— Start of DOCUMENT PASSAGE —
The A1152 is an A road in the English county of Suffolk. It links the A12 on the outskirts of Woodbridge to Rendlesham. It is 5.7 mi long.

==Route==
The road leaves the A12 at a roundabout on the northern edge of Woodbridge. It runs due east through fields as the Woodbridge northern bypass. At Melton there is a signalised crossroads with the B1438 (the original course of the A12) before bypassing the village centre and turning right to cross the railway line at a level crossing at Melton railway station.

Beyond Melton the road continues east across marshes to cross the River Deben at Wilford Bridge. Beyond the bridge the B1083 forks right towards Sutton Hoo at a roundabout whilst the A1152 continues ahead, passing a golf course on the south and the village of Bromeswell on the north. After Bromeswell the road ahead continues as the B1084 to Orford while the A1152 turns to travel north-east through Eyke.
— End of DOCUMENT PASSAGE —
— Start of RECORD EXTRACTS —
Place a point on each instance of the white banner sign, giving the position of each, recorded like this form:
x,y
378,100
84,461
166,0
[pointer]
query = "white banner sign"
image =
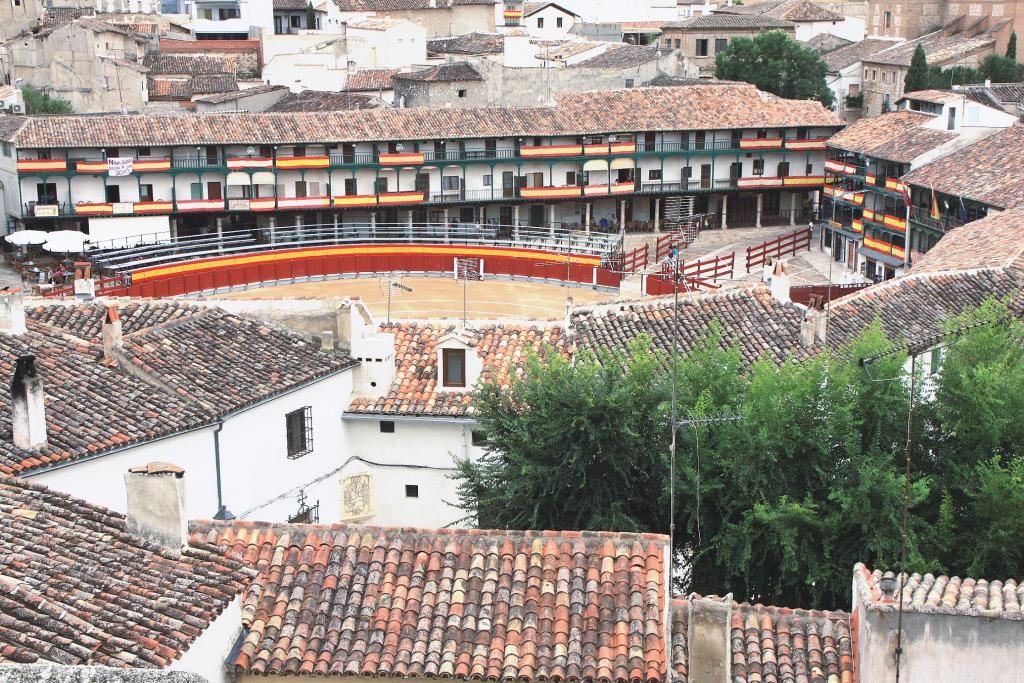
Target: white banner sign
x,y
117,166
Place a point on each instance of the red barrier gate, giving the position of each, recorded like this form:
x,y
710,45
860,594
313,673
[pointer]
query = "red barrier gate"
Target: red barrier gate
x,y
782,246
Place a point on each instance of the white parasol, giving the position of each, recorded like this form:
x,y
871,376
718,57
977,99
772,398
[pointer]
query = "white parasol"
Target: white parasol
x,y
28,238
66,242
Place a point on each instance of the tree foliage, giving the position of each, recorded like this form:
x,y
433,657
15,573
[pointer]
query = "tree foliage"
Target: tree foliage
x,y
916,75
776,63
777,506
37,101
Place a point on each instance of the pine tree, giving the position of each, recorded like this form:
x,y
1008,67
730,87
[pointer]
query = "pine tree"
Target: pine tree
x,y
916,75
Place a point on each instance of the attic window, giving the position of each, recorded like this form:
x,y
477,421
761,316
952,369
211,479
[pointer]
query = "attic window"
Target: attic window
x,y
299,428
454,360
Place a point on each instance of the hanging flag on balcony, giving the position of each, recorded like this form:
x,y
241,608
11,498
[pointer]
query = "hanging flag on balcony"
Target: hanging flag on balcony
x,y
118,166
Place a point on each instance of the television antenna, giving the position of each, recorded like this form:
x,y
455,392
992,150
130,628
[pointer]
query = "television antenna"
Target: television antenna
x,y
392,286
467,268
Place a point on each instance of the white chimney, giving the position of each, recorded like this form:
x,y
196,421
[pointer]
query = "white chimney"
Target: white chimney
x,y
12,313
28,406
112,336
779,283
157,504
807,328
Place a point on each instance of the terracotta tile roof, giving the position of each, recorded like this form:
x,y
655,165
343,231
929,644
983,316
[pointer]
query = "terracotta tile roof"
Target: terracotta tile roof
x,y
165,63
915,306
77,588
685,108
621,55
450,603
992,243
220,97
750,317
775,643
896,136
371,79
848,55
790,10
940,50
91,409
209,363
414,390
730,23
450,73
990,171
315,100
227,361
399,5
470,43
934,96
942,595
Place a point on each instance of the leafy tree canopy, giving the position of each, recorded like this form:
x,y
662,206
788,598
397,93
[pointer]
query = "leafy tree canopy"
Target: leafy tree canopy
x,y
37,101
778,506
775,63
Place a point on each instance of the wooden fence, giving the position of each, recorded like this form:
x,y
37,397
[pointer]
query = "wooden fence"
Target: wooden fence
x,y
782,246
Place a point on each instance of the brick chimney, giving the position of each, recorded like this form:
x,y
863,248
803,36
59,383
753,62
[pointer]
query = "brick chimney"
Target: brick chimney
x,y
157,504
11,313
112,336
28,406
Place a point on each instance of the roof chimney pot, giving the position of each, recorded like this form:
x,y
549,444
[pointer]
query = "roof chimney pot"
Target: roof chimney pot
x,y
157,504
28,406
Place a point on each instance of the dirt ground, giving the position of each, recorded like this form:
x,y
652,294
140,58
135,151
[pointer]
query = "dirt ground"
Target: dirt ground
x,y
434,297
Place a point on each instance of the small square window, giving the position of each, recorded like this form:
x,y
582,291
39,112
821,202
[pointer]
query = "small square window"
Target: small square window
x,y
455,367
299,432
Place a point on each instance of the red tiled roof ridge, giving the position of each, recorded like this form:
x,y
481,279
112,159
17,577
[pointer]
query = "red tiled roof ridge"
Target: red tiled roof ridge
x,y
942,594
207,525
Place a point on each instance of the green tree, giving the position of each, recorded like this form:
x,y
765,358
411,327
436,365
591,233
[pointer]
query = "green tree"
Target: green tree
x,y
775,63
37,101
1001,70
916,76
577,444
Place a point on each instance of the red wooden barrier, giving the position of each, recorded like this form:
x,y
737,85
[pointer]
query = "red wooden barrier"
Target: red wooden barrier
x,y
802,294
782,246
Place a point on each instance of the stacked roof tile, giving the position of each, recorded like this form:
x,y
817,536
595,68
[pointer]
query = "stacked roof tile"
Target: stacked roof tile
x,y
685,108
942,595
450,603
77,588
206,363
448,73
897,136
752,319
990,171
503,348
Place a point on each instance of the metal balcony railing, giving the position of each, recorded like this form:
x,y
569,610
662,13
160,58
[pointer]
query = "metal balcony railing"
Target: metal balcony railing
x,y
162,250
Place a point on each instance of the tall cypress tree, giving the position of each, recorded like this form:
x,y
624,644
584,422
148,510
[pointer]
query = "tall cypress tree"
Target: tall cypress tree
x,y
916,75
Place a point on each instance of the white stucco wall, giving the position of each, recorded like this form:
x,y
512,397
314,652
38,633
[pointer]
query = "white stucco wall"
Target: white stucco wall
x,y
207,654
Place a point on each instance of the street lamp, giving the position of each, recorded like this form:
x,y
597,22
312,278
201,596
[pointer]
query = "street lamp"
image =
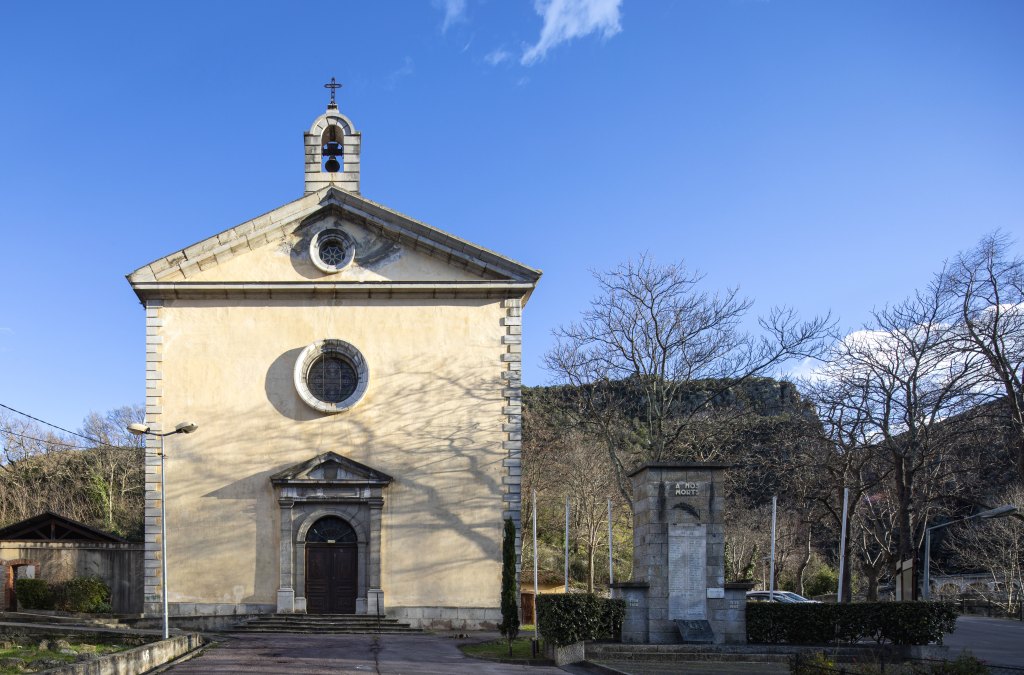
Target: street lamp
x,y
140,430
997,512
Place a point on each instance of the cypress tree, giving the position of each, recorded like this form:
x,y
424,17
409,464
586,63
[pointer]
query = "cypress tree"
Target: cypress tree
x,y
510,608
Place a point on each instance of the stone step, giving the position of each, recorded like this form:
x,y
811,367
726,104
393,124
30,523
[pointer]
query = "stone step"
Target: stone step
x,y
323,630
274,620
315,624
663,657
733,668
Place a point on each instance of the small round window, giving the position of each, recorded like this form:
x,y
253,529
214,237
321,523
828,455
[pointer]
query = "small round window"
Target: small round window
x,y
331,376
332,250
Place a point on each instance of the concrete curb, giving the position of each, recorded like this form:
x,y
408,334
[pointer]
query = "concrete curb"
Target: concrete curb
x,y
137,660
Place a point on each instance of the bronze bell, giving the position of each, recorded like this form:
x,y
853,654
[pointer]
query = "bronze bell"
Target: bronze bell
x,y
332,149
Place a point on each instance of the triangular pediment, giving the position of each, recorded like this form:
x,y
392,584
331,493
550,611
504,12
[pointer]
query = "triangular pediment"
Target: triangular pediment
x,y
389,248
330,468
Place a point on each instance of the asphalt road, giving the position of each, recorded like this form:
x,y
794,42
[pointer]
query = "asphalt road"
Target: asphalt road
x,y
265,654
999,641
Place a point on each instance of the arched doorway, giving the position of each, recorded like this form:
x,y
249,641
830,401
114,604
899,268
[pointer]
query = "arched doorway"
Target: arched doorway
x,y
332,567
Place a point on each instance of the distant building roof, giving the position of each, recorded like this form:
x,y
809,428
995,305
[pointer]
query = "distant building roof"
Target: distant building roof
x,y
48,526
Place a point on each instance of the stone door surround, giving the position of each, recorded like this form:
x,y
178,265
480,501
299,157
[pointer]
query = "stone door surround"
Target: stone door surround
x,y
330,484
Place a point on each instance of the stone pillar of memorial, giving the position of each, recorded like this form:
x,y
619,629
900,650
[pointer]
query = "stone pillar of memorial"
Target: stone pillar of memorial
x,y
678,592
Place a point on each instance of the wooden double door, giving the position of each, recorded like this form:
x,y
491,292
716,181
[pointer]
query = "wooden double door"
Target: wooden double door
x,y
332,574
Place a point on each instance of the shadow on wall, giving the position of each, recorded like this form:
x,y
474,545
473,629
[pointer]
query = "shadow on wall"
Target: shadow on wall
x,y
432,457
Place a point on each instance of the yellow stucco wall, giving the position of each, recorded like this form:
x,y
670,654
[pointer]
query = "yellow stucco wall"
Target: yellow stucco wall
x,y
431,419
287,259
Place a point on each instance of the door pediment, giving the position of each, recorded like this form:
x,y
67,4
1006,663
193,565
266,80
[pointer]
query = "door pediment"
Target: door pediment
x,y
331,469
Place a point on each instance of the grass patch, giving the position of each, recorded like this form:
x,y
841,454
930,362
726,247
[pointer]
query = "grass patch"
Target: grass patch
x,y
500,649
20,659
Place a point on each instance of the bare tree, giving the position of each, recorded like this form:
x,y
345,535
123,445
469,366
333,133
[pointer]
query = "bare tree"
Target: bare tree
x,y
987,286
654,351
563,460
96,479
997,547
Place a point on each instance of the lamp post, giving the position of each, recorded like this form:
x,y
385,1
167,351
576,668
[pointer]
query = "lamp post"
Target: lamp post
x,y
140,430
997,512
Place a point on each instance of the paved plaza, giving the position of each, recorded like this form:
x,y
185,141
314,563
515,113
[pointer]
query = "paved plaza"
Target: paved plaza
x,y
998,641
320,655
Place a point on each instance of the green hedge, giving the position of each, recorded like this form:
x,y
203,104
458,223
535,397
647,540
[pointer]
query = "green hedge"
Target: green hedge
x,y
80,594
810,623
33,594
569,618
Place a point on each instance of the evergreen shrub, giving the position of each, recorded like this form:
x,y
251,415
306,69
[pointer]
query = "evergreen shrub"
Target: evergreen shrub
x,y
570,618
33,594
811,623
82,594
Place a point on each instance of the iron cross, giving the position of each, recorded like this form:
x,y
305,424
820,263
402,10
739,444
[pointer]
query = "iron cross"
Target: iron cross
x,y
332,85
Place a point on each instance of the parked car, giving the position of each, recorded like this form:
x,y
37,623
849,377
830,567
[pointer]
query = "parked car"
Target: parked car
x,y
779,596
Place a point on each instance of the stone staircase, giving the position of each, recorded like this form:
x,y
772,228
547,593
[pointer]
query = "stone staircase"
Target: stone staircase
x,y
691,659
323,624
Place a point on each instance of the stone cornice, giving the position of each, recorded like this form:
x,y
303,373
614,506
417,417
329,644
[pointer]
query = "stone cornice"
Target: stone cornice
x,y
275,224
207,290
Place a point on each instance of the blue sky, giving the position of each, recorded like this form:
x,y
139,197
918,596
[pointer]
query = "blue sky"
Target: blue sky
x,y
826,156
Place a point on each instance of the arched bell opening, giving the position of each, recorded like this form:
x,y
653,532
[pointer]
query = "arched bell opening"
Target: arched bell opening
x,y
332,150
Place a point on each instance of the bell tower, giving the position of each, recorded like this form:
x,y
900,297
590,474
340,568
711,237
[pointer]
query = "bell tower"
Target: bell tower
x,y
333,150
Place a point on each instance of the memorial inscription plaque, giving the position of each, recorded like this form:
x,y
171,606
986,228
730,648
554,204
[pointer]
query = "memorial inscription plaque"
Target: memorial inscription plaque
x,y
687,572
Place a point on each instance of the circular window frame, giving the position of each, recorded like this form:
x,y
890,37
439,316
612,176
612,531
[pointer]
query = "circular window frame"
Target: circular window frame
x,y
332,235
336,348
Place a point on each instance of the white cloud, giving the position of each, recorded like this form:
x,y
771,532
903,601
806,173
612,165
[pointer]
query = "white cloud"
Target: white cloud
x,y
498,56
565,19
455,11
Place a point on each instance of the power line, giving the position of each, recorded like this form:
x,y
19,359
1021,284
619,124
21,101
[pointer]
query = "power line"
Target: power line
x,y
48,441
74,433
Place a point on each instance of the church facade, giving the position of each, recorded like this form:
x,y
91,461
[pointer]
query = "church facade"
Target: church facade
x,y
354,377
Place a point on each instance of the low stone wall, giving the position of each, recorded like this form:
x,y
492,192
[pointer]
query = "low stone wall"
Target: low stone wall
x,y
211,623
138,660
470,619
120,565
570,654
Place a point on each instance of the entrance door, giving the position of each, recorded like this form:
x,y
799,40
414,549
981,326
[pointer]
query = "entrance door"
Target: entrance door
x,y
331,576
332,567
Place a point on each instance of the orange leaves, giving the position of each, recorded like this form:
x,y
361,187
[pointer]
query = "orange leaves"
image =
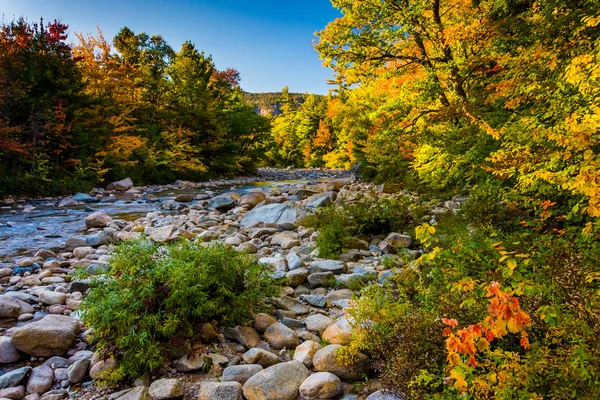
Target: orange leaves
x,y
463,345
— End of RECORD EXTRACTS —
• COMPLETE THE FOLLOWING:
#1 Name every road other than the A1152 that the A1152 article mentions.
#2 Carry the A1152 article forward, picking up right after its final sentence.
These entries have no connection to the A1152 article.

• EXPECTED RESULTS:
#1 A12, B1438, B1083, B1084

#2
The road to passes to the south of Rendlesham village with the main housing area of the former RAF Bentwaters immediately on the northern edge of the road and airbase itself to the south. It continues through woodland to end at a roundabout at the main entrance to RAF Bentwaters, now used primarily as a business centre. The road ahead is numbered the B1069 to Snape where it joins the A1094.

==History==
The A1152 was created in the 1960s by shortening two B-roads: the B1084 from the Woodbridge bypass to Bromeswell, and the B1069 from there on. It received its A rating because of the volume of traffic serving RAF Bentwaters, at the time a major Cold War USAF airbase.